Document extract
· · · ·
The Floyd Street Tribune: Why Chris Mack didn't work at Louisville, and where Louisville goes next
Inside: Louisville men's basketball has arrived at a crossroads. We discuss the direction it may go -- and the factors that led to this moment.
Thanks for reading The Floyd Street Tribune. In the previous edition, we shared our favorite Russ Smith stories.
I want to use this newsletter as my definitive version of how things went awry for Chris Mack. I give credit where it’s due — it wasn’t all bad for Mack — and offer a heavy dose of nuggets that previously haven’t come to light for a variety of reasons. The opening portion of the newsletter, free to all subscribers, focuses on how the negotiated departure went down. For paid subscribers only, we then get into my perspective, based on four years of reporting and being around the program, on how everything went wrong and what’s next for Louisville.
I apologize that this newsletter comes to you later than usual: We were in the hospital until late Wednesday afternoon with our very awesome newborn son, who was born on Monday. So, grab a cup of coffee or a strong bourbon and tap in. This is exhaustive and wide-ranging and will take a while to get through. The coaching search stuff will be the last section.
How everything went down
As you well know by now, Louisville and Chris Mack reached an agreement to part ways, with the school announcing Mack’s departure late Wednesday afternoon. Louisville paid Mack $4.8 million in a negotiated buyout of what was a seven-year, $28-million contract. Mike Pegues will coach the team the remainder of the season.
Some close to Mack said the coach knew earlier this month he was on borrowed time at Louisville, like someone ticking the days off the calendar one-by-one until the end of the season. (I think that was fairly obvious in his postgame press conferences, as I wrote about after the NC State loss.) The Notre Dame loss was the final straw, with Mack first engaging the negotiated-buyout talks for an as-soon-as-possible exit.
· · · ·
Instructions for the task
Rewrite the part of the Louisville basketball newsletter that opens with the words containing "How everything went down" and closes with "remainder of the season.", substituting "separate" for "part ways". The lines that come after this newsletter are separate material, unrelated to it.
· · · ·
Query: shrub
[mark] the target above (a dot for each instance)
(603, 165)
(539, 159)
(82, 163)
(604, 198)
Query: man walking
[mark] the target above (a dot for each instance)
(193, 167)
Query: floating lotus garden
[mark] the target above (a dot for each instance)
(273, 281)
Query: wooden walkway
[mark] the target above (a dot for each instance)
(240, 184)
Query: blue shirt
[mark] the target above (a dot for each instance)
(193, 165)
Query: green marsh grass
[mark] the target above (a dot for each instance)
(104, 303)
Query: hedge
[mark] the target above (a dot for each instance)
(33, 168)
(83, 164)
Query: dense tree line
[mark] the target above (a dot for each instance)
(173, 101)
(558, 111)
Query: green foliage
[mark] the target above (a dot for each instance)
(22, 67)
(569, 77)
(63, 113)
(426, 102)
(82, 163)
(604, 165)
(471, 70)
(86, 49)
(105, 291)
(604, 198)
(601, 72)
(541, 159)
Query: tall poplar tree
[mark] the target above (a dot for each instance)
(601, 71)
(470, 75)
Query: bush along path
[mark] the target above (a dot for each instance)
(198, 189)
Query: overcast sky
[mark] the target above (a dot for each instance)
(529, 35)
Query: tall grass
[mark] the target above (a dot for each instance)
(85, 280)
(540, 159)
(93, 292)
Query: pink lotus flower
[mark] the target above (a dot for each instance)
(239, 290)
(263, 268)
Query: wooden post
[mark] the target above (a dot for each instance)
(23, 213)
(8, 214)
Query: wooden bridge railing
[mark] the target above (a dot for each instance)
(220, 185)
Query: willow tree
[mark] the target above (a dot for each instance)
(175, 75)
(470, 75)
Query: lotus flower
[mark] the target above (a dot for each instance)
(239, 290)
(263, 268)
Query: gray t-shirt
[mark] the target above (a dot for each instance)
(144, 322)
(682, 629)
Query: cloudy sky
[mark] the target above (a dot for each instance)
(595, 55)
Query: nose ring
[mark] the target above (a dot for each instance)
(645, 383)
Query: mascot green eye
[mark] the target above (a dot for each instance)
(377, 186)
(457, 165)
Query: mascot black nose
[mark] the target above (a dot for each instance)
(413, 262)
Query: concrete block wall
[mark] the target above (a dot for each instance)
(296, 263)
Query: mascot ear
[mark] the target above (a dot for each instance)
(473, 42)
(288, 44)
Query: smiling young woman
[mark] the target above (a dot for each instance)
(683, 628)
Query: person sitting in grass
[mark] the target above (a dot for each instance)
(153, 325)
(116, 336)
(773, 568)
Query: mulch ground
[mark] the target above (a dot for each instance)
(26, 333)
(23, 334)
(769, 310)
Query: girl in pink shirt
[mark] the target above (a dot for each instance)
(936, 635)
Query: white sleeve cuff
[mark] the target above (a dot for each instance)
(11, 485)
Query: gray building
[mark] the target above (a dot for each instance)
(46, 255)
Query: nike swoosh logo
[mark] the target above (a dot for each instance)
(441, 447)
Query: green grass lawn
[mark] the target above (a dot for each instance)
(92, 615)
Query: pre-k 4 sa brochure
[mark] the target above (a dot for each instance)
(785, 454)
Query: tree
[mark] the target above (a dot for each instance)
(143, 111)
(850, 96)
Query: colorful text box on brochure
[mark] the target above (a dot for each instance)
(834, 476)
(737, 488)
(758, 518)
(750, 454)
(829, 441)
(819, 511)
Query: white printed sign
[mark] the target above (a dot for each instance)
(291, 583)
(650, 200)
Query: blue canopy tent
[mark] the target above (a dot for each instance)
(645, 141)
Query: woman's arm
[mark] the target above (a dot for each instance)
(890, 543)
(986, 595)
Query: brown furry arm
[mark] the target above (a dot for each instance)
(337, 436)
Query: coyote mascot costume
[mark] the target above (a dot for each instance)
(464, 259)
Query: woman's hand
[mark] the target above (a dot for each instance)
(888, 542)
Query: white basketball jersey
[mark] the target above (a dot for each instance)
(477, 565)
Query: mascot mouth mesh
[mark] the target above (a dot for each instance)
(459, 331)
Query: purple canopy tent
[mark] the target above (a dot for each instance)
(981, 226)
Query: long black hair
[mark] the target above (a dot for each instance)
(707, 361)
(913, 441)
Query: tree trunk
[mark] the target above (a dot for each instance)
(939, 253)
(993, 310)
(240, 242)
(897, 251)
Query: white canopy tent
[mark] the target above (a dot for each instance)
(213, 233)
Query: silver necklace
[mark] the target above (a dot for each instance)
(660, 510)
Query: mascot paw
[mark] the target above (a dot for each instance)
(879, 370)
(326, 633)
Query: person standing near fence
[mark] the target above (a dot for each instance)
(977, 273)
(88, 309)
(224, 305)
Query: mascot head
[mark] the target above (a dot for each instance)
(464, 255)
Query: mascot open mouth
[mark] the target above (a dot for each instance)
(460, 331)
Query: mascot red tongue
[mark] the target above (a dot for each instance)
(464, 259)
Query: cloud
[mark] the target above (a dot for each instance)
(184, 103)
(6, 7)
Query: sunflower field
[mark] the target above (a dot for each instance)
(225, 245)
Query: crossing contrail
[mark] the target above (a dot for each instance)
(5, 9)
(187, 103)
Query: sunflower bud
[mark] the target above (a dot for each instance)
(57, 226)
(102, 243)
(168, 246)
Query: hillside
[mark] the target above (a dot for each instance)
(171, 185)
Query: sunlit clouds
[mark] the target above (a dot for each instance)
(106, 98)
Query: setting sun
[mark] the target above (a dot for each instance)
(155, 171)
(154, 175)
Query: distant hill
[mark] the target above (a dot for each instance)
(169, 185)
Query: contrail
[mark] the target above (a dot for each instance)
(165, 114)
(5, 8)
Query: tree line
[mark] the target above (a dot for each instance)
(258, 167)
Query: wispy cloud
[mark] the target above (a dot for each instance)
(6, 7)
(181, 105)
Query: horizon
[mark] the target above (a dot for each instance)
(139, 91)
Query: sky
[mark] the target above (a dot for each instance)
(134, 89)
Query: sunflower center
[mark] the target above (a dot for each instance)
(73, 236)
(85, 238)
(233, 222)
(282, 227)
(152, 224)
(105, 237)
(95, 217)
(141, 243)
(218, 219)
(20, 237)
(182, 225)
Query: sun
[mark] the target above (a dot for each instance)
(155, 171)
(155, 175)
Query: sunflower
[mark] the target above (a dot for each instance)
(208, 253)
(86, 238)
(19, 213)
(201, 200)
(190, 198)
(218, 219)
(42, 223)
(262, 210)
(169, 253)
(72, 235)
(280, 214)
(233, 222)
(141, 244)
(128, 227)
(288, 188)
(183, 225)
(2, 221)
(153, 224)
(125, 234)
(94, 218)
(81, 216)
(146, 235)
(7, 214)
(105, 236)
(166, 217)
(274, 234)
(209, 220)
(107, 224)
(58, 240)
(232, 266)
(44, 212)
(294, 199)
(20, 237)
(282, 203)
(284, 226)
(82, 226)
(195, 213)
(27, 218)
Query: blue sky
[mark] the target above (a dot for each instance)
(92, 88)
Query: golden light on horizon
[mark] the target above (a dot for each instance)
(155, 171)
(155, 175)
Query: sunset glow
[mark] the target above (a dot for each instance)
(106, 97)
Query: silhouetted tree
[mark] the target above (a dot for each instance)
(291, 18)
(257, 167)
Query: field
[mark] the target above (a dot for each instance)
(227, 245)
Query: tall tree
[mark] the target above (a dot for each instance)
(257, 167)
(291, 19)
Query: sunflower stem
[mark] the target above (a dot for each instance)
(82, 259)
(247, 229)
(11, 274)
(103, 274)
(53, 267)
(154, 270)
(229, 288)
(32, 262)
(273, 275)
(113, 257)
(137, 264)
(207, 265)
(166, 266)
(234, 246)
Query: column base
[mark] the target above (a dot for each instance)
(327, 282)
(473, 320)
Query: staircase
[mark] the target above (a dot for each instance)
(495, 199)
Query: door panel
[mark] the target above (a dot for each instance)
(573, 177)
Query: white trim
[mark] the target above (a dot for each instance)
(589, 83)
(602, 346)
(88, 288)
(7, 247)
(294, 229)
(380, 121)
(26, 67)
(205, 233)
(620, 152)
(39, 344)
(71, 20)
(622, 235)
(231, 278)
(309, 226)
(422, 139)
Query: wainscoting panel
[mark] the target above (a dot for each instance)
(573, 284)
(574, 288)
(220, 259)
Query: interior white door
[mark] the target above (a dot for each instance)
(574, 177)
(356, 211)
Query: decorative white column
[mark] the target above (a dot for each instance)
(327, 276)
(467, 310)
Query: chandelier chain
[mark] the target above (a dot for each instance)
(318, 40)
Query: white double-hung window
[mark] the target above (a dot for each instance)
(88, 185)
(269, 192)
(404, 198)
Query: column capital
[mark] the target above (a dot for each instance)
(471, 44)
· · · ·
The completed task
How everything went down
As you well know by now, Louisville and Chris Mack reached an agreement to separate, with the school announcing Mack’s departure late Wednesday afternoon. Louisville paid Mack $4.8 million in a negotiated buyout of what was a seven-year, $28-million contract. Mike Pegues will coach the team the remainder of the season.